[Stored items from a collection]
^^^^^^^^

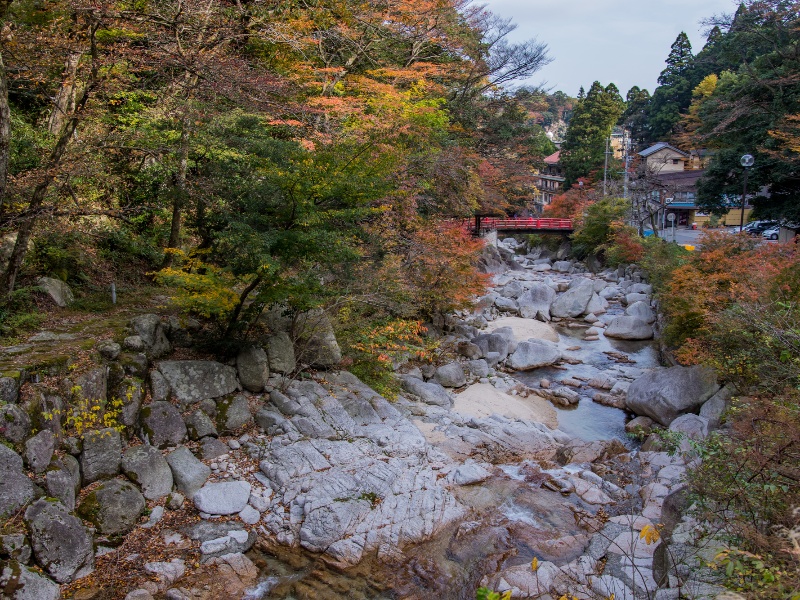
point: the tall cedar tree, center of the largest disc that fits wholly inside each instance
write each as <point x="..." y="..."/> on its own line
<point x="753" y="110"/>
<point x="674" y="93"/>
<point x="583" y="152"/>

^^^^^^^^

• [Your task]: Copy out all the data above exactly as written. Skip the pictures.

• [Answer space]:
point: the tall cedar tree, center of the largest disc that fits wholly inside each instance
write each as <point x="..." y="..."/> on its own line
<point x="753" y="110"/>
<point x="674" y="93"/>
<point x="583" y="152"/>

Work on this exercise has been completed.